**TRECHO DE ORIGEM:**
Adaptação de premiado romance de 2003 vira pastiche na Netflix

Luciana Coelho
São Paulo
Joel Kinnaman em cena de "Altered Carbon", da Netflix
Joel Kinnaman em cena de "Altered Carbon", da Netflix - Katie Yu / Divulgação

Podia ser um excelente filme, pois a trama de "Altered  Carbon" é de fato intrigante, com questões pertinentes sobre a obsessão humana por longevidade e um protagonista carismático. Como série de dez episódios que variam entre 40 e 60 minutos, porém, a produção que a Netflix estreou há uma semana não passa de um pastiche modorrento.

O thriller sobre o soldado convertido em investigador particular ressurreto Takeshi Kovacs nasceu sob a forma de livro, em 2003, escrito pelo britânico Richard Morgan.

Trata-se de um premiado romance policial sci-fi descendente direto do universo de Philip K. Dick ("Androides Sonham com Ovelhas Elétricas?", que virou "Blade Runner") e William Gibson ("Neuromancer"), aqui editado pela Bertrand Brasil.

O título literal, "Carbono Alterado", evoca a mudança contínua de corpo pelas quais os seres humanos poderão passar no século 25 uma vez que seu organismo de turno morra. A consciência é preservada e armazenada em pastilhas e, depois, inserida em um novo corpo, chamado na obra de "capa".

Como a tecnologia não dá conta de mudar tudo, apenas os mais ricos conseguem patrocinar por mais de uma ou duas vezes essa constante reencarnação com vidas que valham a pena (os católicos, na expectativa pelo paraíso, também rejeitam a busca por um novo corpo).

Kovacs é um soldado de elite das Nações Unidas, aparentemente de origem japonesa (embora etnia e origem sejam conceitos difusos na obra), interpretado pelo ascendente Joel Kinnaman (o Holder de "The Killing" e também o "Robocop").

Após sua última morte, Kovacs reencarna no corpo de um policial caucasiano na região de San Francisco, EUA, graças ao patrocínio de um milionário excêntrico interessado em investigar a própria morte, Laurens Bancroft (James Purefoy, o Marco Antônio de "Roma", que ainda não aprendeu a atuar).

**REGISTROS EXTRAÍDOS:**
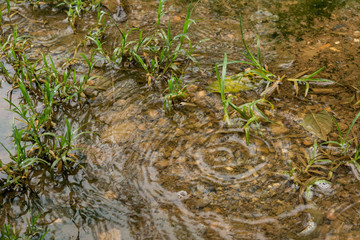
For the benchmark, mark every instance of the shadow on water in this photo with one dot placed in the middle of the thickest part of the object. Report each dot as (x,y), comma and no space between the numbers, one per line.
(152,175)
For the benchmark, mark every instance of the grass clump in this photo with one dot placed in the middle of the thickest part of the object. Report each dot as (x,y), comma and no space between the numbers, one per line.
(249,112)
(33,230)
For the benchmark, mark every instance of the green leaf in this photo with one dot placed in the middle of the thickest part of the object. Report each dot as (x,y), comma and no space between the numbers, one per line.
(319,124)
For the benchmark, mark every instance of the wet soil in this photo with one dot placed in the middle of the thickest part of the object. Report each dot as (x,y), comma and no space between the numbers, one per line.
(186,175)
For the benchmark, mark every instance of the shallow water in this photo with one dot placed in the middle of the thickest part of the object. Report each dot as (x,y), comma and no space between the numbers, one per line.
(185,175)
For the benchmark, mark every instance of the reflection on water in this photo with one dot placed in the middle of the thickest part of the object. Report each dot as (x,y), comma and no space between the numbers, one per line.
(151,175)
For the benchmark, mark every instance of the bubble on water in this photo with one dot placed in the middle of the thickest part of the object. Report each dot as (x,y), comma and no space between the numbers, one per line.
(182,194)
(324,187)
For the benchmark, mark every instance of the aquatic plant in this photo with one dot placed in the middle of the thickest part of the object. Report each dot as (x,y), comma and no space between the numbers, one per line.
(344,143)
(306,79)
(176,90)
(18,170)
(273,81)
(249,112)
(33,230)
(14,46)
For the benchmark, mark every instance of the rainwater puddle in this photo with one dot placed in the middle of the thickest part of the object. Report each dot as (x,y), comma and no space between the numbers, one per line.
(153,175)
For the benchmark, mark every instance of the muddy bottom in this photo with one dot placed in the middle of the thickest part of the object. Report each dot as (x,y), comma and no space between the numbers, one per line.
(150,174)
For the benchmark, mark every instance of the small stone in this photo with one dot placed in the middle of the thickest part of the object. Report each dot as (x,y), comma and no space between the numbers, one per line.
(279,128)
(112,234)
(162,122)
(110,195)
(177,19)
(181,159)
(307,142)
(153,113)
(201,94)
(230,169)
(119,133)
(331,214)
(162,164)
(192,89)
(142,127)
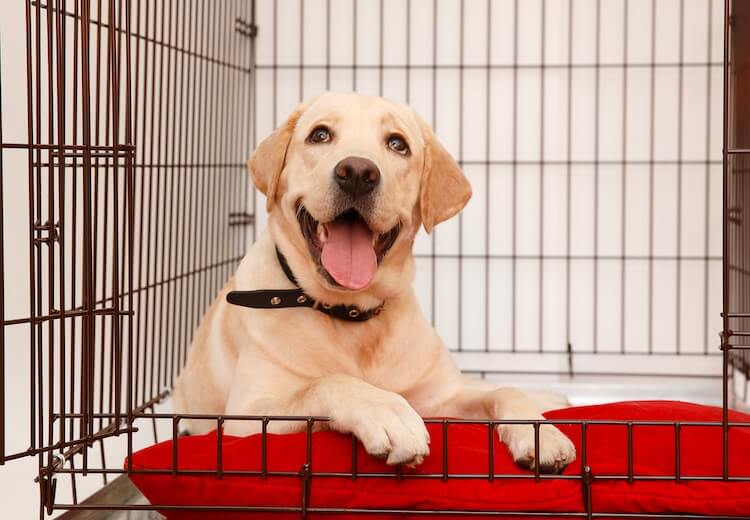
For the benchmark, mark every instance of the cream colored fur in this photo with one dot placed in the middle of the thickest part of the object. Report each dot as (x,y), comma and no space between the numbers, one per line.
(375,379)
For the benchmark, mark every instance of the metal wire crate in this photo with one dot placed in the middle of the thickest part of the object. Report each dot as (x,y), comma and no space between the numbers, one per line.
(123,138)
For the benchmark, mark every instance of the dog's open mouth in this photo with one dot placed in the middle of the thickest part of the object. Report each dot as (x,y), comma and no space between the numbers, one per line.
(346,249)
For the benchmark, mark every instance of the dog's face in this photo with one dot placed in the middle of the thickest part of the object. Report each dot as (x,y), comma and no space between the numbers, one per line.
(350,178)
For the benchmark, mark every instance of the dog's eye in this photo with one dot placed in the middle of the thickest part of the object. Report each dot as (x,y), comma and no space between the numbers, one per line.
(398,144)
(320,134)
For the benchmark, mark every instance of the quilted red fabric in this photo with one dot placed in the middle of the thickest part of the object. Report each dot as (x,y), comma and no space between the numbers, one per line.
(653,455)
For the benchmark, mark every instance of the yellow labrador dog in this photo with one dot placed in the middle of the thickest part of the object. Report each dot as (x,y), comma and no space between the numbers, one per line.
(327,322)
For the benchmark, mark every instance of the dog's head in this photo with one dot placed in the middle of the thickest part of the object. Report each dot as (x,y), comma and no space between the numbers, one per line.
(349,179)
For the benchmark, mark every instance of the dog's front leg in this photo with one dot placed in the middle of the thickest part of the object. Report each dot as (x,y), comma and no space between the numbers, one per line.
(383,421)
(555,450)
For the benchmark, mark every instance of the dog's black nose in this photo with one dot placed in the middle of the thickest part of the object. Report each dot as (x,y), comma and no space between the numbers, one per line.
(356,176)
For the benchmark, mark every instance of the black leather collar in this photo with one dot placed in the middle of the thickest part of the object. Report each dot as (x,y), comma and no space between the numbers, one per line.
(284,298)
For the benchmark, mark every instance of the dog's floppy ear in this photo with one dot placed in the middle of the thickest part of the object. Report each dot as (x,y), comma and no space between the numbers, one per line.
(267,162)
(444,190)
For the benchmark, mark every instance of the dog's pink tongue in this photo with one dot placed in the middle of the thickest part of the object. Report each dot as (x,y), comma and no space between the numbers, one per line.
(348,255)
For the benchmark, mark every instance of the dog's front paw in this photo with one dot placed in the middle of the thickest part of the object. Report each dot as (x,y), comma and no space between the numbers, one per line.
(555,449)
(387,427)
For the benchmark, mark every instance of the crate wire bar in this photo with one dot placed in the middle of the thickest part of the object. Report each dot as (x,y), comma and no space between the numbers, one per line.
(139,116)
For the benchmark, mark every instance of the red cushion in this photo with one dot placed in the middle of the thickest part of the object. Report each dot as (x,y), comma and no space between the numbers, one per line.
(653,455)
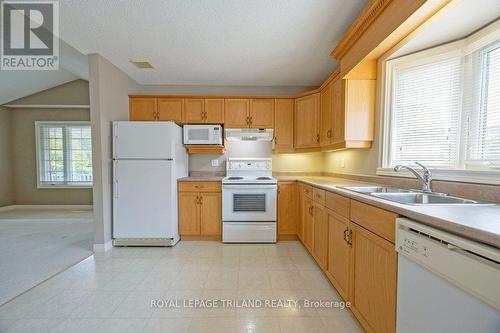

**TAREFAS ESCRITAS:**
1. Responda com base na crítica sobre "Altered Carbon":
(a) Em que ano o livro foi publicado e quem o escreveu?
(b) Que nome a obra dá ao novo corpo em que a consciência é inserida?
(c) Em que região Kovacs reencarna após sua última morte?
2. Continue a crítica sobre "Altered Carbon" a partir da última frase apresentada.
Os registros não têm relação com a crítica sobre "Altered Carbon".

**RESPOSTAS DAS TAREFAS:**
1.
(a) O livro foi publicado em 2003 e escrito pelo britânico Richard Morgan.
(b) O novo corpo é chamado de "capa".
(c) Kovacs reencarna na região de San Francisco, nos EUA.

2.
Não é o melhor papel de Kinnaman, ator competente cujo porte logo o alçou a galã (saudades de Holder). Mas ele tampouco chega a comprometer o personagem.

O problema em "Altered Carbon" é mais de roteiro e direção do que de concepção ou atuação.

Uma trama que já é complexa, suscitando até alguns minutos de questionamento filosófico, foi recheada com repetitivas sequências de luta e carnificina em geral que deixam de funcionar após os primeiros 60 minutos. O sexo na série tem função semelhante, usado em demasia para ocupar episódios, não para fazer a trama andar.

Aguardada com ansiedade pelos fãs do livro, "Altered Carbon" tem mostrado bom desempenho nas avaliações do público, embora a crítica a tenha recebido com decepção.

O cansaço com a produção resulta também de uma certa fadiga com o gênero e o excesso de futurismo soturno no ar --como se a vida real não estivesse caótica e sinistra o suficiente. De "Black Mirror" e "Westworld" à brasileira "3%", as distopias futuristas lotaram as grades de canais e plataformas de vídeo.

Para piorar, a transmutação de "Altered Carbon" de livro em série não mostra o vigor das demais.

Ainda que a trama guarde alguma graça, as cenas são previsíveis. O roteiro é preguiçoso. Em um mundo onde não há sobrevida, melhor usar essas dez horas em outra coisa.